#### GOAL OF THE EXERCISE
Copy every line of the records below without changing a single character.

#### DATA SHOWN
-.-.-

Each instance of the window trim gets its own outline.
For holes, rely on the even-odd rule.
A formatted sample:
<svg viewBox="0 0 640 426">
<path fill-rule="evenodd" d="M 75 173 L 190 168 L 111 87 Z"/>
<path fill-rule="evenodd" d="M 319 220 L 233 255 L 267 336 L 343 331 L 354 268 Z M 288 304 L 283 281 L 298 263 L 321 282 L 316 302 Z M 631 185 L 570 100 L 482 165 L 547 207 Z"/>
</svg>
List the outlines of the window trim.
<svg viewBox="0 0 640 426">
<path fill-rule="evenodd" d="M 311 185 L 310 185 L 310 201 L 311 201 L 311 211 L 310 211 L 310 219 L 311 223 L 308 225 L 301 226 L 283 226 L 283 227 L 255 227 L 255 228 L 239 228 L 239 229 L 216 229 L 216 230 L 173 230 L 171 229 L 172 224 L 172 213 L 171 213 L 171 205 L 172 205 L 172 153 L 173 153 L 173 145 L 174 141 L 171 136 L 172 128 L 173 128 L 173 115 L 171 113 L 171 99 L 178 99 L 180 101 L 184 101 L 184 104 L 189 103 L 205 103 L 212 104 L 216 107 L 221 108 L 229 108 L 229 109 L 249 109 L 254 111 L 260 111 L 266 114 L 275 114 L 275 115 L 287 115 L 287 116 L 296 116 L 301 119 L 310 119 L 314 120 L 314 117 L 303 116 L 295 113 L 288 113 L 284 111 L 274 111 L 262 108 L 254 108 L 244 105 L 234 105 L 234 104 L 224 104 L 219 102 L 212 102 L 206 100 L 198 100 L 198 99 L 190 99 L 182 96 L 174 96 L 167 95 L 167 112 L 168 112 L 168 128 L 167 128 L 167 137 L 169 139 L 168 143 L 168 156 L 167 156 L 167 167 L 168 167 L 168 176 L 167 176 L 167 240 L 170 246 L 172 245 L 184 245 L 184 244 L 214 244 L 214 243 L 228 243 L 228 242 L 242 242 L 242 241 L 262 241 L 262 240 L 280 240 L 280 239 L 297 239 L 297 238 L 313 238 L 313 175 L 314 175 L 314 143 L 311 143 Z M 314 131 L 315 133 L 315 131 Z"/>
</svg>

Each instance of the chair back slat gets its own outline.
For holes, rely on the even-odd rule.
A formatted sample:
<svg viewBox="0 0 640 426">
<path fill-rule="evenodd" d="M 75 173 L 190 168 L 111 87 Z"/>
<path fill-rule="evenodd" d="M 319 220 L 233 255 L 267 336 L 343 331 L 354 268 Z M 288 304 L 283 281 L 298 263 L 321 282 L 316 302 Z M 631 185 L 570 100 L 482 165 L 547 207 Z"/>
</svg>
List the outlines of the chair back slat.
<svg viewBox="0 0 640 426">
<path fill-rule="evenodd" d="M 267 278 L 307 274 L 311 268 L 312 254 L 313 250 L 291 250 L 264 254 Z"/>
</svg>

-.-.-

#### CORRECT OUTPUT
Each instance of the window trim gets its own outline.
For holes, rely on the even-odd rule.
A formatted sample:
<svg viewBox="0 0 640 426">
<path fill-rule="evenodd" d="M 75 173 L 190 168 L 111 87 Z"/>
<path fill-rule="evenodd" d="M 319 220 L 233 255 L 267 336 L 343 331 L 354 268 Z M 288 304 L 283 281 L 298 263 L 321 282 L 316 302 Z M 631 185 L 570 100 L 482 165 L 547 207 Z"/>
</svg>
List the outlines of the window trim.
<svg viewBox="0 0 640 426">
<path fill-rule="evenodd" d="M 311 185 L 310 185 L 310 201 L 311 201 L 311 211 L 310 211 L 310 219 L 311 223 L 308 225 L 301 226 L 283 226 L 283 227 L 255 227 L 255 228 L 239 228 L 239 229 L 216 229 L 216 230 L 173 230 L 171 229 L 172 224 L 172 213 L 171 213 L 171 205 L 172 205 L 172 153 L 173 153 L 173 145 L 174 141 L 171 136 L 172 128 L 173 128 L 173 115 L 171 113 L 171 99 L 178 99 L 180 101 L 184 101 L 184 104 L 189 103 L 205 103 L 212 104 L 216 107 L 221 108 L 229 108 L 229 109 L 249 109 L 254 111 L 260 111 L 266 114 L 275 114 L 275 115 L 287 115 L 287 116 L 296 116 L 301 119 L 310 119 L 314 120 L 314 117 L 303 116 L 295 113 L 288 113 L 284 111 L 274 111 L 262 108 L 254 108 L 244 105 L 234 105 L 234 104 L 224 104 L 219 102 L 212 102 L 206 100 L 198 100 L 198 99 L 190 99 L 182 96 L 174 96 L 167 95 L 167 112 L 168 112 L 168 128 L 167 128 L 167 137 L 169 139 L 168 143 L 168 156 L 167 156 L 167 167 L 168 167 L 168 176 L 167 176 L 167 240 L 170 246 L 172 245 L 184 245 L 184 244 L 214 244 L 214 243 L 228 243 L 228 242 L 242 242 L 242 241 L 262 241 L 262 240 L 280 240 L 280 239 L 297 239 L 297 238 L 313 238 L 313 175 L 314 175 L 314 143 L 311 143 Z M 314 131 L 315 133 L 315 131 Z"/>
</svg>

Each instance of the chair back slat gets its own outline.
For holes, rely on the even-odd rule.
A formatted sample:
<svg viewBox="0 0 640 426">
<path fill-rule="evenodd" d="M 75 173 L 190 168 L 111 87 Z"/>
<path fill-rule="evenodd" d="M 319 220 L 233 255 L 267 336 L 343 331 L 354 268 Z M 288 304 L 283 281 L 298 263 L 321 282 L 316 302 Z M 631 185 L 570 100 L 482 165 L 547 207 Z"/>
</svg>
List the outlines of the chair back slat.
<svg viewBox="0 0 640 426">
<path fill-rule="evenodd" d="M 267 278 L 307 274 L 311 268 L 312 254 L 313 250 L 291 250 L 264 254 Z"/>
</svg>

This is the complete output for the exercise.